Dataset excerpts |
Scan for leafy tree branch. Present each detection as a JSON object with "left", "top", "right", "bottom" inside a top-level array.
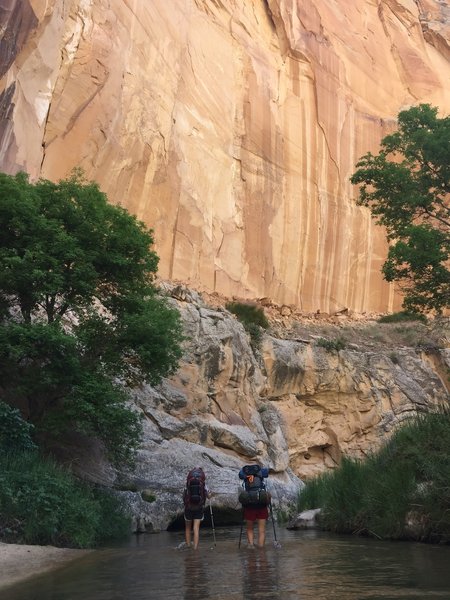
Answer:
[{"left": 351, "top": 104, "right": 450, "bottom": 313}]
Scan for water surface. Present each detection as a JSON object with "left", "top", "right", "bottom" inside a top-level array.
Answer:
[{"left": 4, "top": 527, "right": 450, "bottom": 599}]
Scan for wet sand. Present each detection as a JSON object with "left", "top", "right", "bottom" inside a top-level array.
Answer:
[{"left": 0, "top": 542, "right": 92, "bottom": 590}]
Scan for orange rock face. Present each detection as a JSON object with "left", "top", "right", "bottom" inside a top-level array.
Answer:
[{"left": 1, "top": 0, "right": 449, "bottom": 312}]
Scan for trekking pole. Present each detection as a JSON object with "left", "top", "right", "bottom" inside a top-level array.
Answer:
[
  {"left": 238, "top": 510, "right": 244, "bottom": 548},
  {"left": 209, "top": 499, "right": 216, "bottom": 548},
  {"left": 238, "top": 521, "right": 243, "bottom": 548},
  {"left": 269, "top": 502, "right": 282, "bottom": 549}
]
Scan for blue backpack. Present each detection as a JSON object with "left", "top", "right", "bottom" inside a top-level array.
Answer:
[{"left": 238, "top": 465, "right": 271, "bottom": 507}]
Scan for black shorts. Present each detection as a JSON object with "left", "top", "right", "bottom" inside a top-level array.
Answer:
[{"left": 184, "top": 507, "right": 205, "bottom": 521}]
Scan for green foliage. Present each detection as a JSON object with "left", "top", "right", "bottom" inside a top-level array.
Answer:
[
  {"left": 0, "top": 171, "right": 184, "bottom": 465},
  {"left": 378, "top": 311, "right": 427, "bottom": 324},
  {"left": 0, "top": 401, "right": 37, "bottom": 452},
  {"left": 298, "top": 409, "right": 450, "bottom": 542},
  {"left": 141, "top": 490, "right": 156, "bottom": 503},
  {"left": 316, "top": 337, "right": 346, "bottom": 353},
  {"left": 226, "top": 301, "right": 269, "bottom": 349},
  {"left": 351, "top": 104, "right": 450, "bottom": 313},
  {"left": 244, "top": 322, "right": 264, "bottom": 349},
  {"left": 0, "top": 452, "right": 130, "bottom": 548},
  {"left": 226, "top": 301, "right": 269, "bottom": 328}
]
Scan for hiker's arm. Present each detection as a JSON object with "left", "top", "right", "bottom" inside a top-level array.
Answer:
[{"left": 261, "top": 467, "right": 269, "bottom": 478}]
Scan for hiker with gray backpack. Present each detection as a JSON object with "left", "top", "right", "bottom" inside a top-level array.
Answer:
[{"left": 238, "top": 464, "right": 271, "bottom": 548}]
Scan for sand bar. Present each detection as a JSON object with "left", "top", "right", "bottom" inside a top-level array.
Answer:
[{"left": 0, "top": 542, "right": 92, "bottom": 590}]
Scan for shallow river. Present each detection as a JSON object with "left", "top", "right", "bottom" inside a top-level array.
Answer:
[{"left": 4, "top": 527, "right": 450, "bottom": 599}]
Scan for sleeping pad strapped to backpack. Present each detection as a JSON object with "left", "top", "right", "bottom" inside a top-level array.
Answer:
[
  {"left": 183, "top": 468, "right": 207, "bottom": 511},
  {"left": 238, "top": 464, "right": 271, "bottom": 507}
]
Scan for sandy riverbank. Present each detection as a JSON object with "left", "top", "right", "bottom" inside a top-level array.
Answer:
[{"left": 0, "top": 542, "right": 92, "bottom": 590}]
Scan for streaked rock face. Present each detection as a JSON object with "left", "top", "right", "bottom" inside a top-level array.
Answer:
[
  {"left": 1, "top": 0, "right": 449, "bottom": 313},
  {"left": 75, "top": 285, "right": 448, "bottom": 530}
]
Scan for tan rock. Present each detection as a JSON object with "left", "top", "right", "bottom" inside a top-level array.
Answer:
[
  {"left": 260, "top": 335, "right": 449, "bottom": 479},
  {"left": 1, "top": 1, "right": 449, "bottom": 313},
  {"left": 49, "top": 286, "right": 449, "bottom": 527}
]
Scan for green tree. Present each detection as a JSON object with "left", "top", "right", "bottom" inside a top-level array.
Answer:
[
  {"left": 351, "top": 104, "right": 450, "bottom": 313},
  {"left": 0, "top": 171, "right": 183, "bottom": 464}
]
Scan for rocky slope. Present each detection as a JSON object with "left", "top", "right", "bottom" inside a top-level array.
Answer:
[
  {"left": 1, "top": 0, "right": 449, "bottom": 313},
  {"left": 71, "top": 285, "right": 449, "bottom": 531}
]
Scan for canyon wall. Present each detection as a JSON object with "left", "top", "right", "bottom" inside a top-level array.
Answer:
[
  {"left": 0, "top": 0, "right": 449, "bottom": 313},
  {"left": 72, "top": 285, "right": 449, "bottom": 530}
]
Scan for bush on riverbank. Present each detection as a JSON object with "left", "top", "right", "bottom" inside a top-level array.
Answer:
[
  {"left": 298, "top": 409, "right": 450, "bottom": 543},
  {"left": 0, "top": 451, "right": 131, "bottom": 548}
]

The task |
Look through the material above. Copy each line where the word "tree" appears.

Written solution |
Scan for leafy tree branch. Present each detection as a JSON object with "left", "top", "right", "bottom" inside a top-level array.
Scan for green tree. Present each detection as a JSON object with "left", "top", "right", "bottom" inside a top-level array.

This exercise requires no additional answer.